■ TEKSTBLOK
══════════

Lodewijk XVII.
Lodewijk XVI, de brave en edele koning, was niet meer; Maria-Antoinette steeg op het schavot, knielde daar een oogenblik neêr en haar oog op de torens van den Temple vestigende, zegde zij: ‘nog eens vaartwel, lieve kinderen; ik ga tot uwen vader!’ Het hoofd der ongelukkige koningin viel, en, in den Temple, welken zij voor het laatst gegroet had, bevonden zich koninklijke weezen, bevond zich een minderjarig kind dat in rechte de kroon droeg en koning van Frankrijk was.
Lodewijk XVII was de tweede zoon van Lodewijk XVI en Maria-Antoinette; hij werd den 27. Maart 1785 te Versailles geboren. Hem werd eerst den titel van hertog van Normandië gegeven, doch zijn oudste broeder, den 4. Juni 1789 gestorven zijnde, viel hem den titel van dauphin ten deel. De tijdgenooten stellen hem voor als een lief kind, met een aangenaam gezichtje en veel natuurlijken aanleg.
Blijde dagen heeft dit kind voorzeker nooit beleefd. Zijn kinderspel, schier zijne wieg reeds, werden door den revolutie-storm verontrust. Zonder iets van al die menschelijke boosheid te begrijpen, welke rond zijn oudrenpaar loeide, zag het niets dan tranen, hoorde het niets dan gejammer; maar leerde het ook vroeg alleen zijn betrouwen op Hooger, op God stellen.
Uit de pracht der paleizen gerukt en in den Temple opgesloten, vergrootte dat lijden nog en werd, voor zijn vader, voor zijne moeder, eene wezenlijke marteling.
Lodewijk XVI was den 21 Januari 1793 op het schavot gestorven, schier onder het uitspreken dezer liefderijke woorden: ‘Ik vergeef degenen, die mijnen dood bewerkten; ik bid God dat het bloed, hetwelk gij gaat vergieten, nooit op Frankrijk terugvalle.’
Monsieur (Lodewijk XVIII), die zich destijds in Westfalen bevond, verklaarde weldra dat zijn kleine neef, koning van Frankrijk was en hij zelf betitelde zich als regent, gedurende de minderjarigheid.

══════════

■ AANGELEVERDE GEGEVENS
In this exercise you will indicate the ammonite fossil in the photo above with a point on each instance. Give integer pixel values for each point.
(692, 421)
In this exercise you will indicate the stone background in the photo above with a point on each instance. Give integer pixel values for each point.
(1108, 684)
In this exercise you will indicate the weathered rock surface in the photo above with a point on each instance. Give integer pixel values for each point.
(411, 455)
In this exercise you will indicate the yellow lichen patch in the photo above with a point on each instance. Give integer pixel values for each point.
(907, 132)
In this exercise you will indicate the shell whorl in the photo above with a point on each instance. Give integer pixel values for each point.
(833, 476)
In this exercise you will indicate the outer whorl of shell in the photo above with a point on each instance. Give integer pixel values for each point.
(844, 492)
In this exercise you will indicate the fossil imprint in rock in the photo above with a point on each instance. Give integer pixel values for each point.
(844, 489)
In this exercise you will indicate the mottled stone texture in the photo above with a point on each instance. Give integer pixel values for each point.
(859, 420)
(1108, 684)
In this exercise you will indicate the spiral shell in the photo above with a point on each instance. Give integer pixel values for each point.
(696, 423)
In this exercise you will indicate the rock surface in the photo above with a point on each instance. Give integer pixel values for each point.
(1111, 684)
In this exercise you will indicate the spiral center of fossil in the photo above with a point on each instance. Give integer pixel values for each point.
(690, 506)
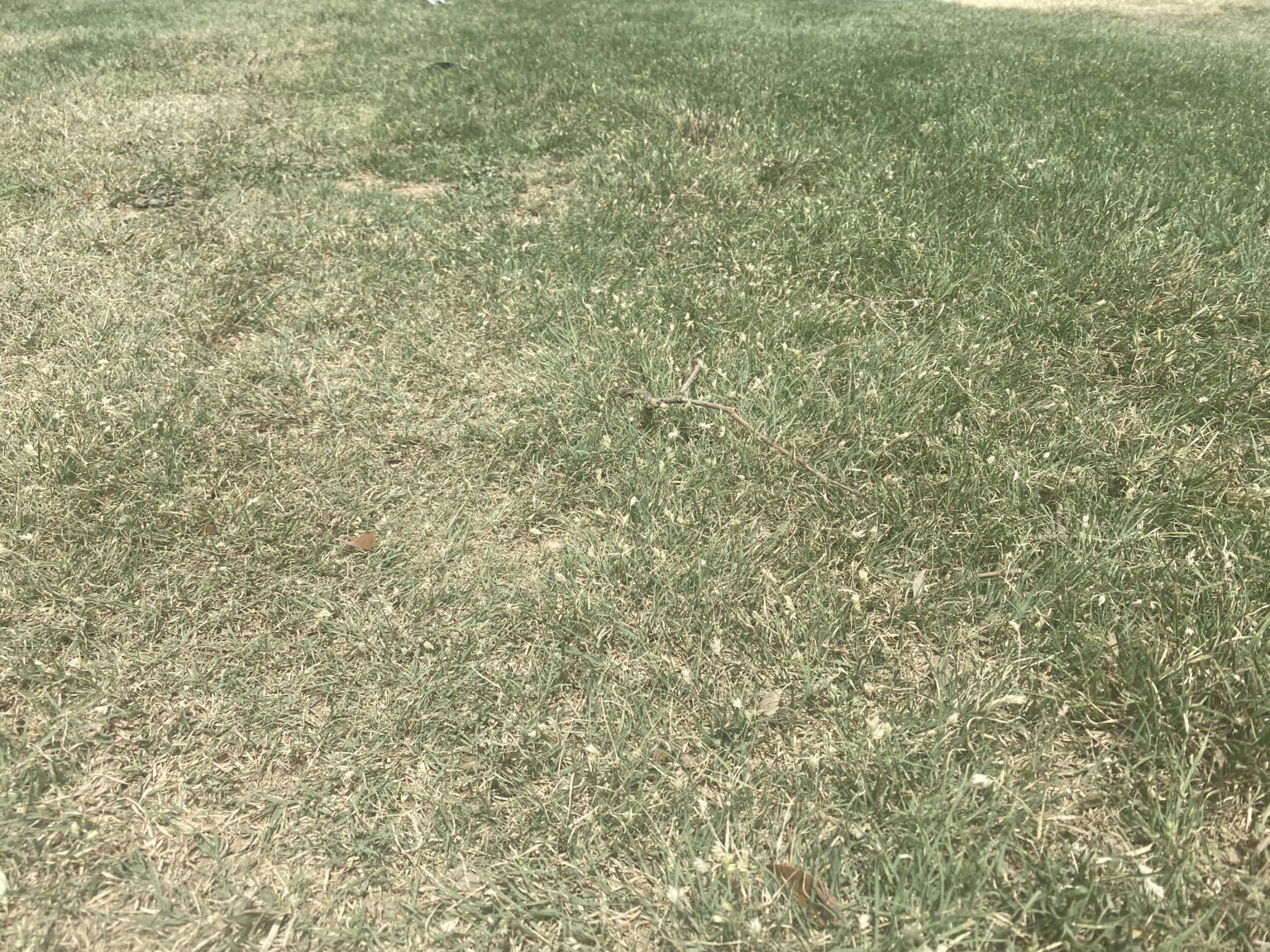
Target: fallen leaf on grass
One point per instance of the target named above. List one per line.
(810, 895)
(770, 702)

══════════

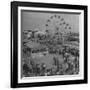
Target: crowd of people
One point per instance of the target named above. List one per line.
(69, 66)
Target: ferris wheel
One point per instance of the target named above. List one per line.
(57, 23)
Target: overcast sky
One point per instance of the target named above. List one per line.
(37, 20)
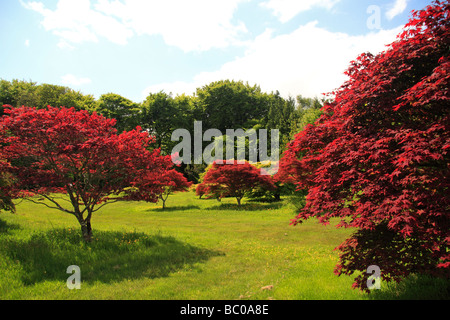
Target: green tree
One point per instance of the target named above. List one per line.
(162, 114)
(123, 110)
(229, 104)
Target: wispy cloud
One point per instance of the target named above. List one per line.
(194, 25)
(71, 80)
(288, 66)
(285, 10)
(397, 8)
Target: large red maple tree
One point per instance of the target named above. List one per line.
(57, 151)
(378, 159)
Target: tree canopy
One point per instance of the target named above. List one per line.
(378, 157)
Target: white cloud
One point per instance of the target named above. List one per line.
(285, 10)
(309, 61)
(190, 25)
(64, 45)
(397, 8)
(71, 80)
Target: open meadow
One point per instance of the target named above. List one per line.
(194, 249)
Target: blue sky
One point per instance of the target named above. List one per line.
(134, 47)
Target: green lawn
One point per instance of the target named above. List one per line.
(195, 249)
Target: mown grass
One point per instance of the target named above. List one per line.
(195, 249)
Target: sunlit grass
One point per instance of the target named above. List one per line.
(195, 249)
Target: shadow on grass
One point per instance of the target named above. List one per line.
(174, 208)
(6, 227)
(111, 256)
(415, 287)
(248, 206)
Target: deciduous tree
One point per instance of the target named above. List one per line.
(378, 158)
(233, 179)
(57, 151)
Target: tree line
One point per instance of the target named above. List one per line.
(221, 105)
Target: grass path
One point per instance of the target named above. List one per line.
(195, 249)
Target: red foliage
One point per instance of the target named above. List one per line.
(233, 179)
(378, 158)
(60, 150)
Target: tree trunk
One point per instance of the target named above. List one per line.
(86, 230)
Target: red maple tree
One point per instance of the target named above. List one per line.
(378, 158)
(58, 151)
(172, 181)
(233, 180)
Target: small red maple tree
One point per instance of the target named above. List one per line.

══════════

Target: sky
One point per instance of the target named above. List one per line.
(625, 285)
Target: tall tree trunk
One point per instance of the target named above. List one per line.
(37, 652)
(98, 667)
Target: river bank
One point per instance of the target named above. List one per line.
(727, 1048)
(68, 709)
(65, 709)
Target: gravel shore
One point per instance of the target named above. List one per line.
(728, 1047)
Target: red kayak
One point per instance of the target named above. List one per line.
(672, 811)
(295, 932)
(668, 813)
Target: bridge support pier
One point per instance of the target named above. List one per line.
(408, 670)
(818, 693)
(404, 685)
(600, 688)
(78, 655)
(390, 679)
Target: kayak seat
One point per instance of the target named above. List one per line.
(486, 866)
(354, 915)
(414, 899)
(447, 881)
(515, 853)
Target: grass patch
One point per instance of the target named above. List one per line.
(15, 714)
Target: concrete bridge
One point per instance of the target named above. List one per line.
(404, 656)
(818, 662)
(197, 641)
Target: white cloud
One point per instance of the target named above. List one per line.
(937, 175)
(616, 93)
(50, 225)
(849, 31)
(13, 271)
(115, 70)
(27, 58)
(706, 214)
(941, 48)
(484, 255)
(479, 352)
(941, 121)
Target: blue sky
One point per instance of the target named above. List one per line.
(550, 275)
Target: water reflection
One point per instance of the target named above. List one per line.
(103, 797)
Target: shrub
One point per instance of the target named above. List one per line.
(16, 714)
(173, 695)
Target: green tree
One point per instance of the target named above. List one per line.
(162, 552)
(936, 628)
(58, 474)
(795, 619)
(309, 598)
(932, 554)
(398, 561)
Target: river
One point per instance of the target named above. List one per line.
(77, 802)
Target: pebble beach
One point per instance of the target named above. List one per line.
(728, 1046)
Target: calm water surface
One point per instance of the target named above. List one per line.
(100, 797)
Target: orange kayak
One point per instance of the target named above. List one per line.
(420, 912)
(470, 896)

══════════

■ WAT JE MOET DOEN
A: Kun je uit de tekst over Lodewijk XVII woordelijk overnemen wat er staat van "Uit de pracht" tot en met "eene wezenlijke marteling."?
B: Hoe zou de tekst over Lodewijk XVII verdergaan na de laatste zin? Schrijf dat vervolg.

■ VERWACHTE ANTWOORDEN
A:
Uit de pracht der paleizen gerukt en in den Temple opgesloten, vergrootte dat lijden nog en werd, voor zijn vader, voor zijne moeder, eene wezenlijke marteling.

B:
Ongelukkig en armzalig koningschap!
Het kind was op dat oogenblik acht jaar oud, door de republiek in de gevangenis opgesloten en als een groot misdadiger mishandeld - erger, beleedigd zooals men geen schurk beleedigen zou.
In de eerste dagen van Mei 1793 werd de jonge koning door eene hevige koorts aangedaan. Te vergeefs smeekte zijne moeder, het kind door dokter Brunier, geneesheer der enfants de France, zooals de vorstelijke kinderen genoemd werden, te mogen laten behandelen. De republiek was zoo wreed, zoo onmenschelijk dit te weigeren, alsof de grootheid van ziel bestond in hardvochtig en wraakzuchtig te zijn!
Men liet, na vier dagen smeekens, den kleinen Capet, zooals men zegde, door den gewonen dokter der gevangenis behandelen, ‘want, zegden die bloeddorstige monsters, het zou de gelijkheid kwetsen, indien wij een ander dokter zonden. Gelukkig was doctor Thierry een geschikt man en geen beul. Het kind genas; doch door gemis aan trissche lucht, aan vrijheid, aan uitspanning, aan alles wat een kind behoeft, kwijnde het allengs weg.
Saint-Just, een der monsters van die dagen, klaagde in de Conventie, eene gewaande samenzwering aan, ten gunste van Lodewijk XVII, en de Conventie gaf daarop een decreet uit, dat elk die het stemde, voor eeuwig schandvlekte en hem den naam van mensch onwaardig deed zijn: het kind werd van zijne moeder gescheiden en onder de waakzaamheid gesteld van een lid der Commune.
Het moet een hartverscheurend tooneel zijn geweest, toen den 3en Juli die beulen het kind aan de arme moeder kwamen ontrukken! Meer dan een uur lang worstelde de koningin, met al de kracht der wanhoop, zegt een schrijver, tegen die welke haar het zieke kind kwamen ontnemen, en alleen de bedreiging dat men het weenend knaapje onder hare oogen zou vermoorden, kon haren tegenstand verwinnen.
Aan wie leverde de Conventie, het onschuldige koningskind over? Aan een der grootste monsters, die de omwenteling had uitgebraakt, aan iemand wiens naam door alle geslachten heen, zal gevloekt blijven - aan den schoenmaker Simon en zijne vrouw, eene harpij hem waardig. Beiden hadden niet de minste zedelijkheid en leverden zich aan de afschuwelijkste gewoonten over.
De Conventie wist het wel; want zij gaf last aan Simon, dien jongen Capet te liberaliseeren, dat was te verderven tot in het merg zijner beenderen. Simon deed het arme kind vloeken, leerde het dingen die zijne nog zuivere verbeelding bezoedelden, deed het schandelijke liederen zingen en aan zijne bras- en zwelgpartijen deelnemen.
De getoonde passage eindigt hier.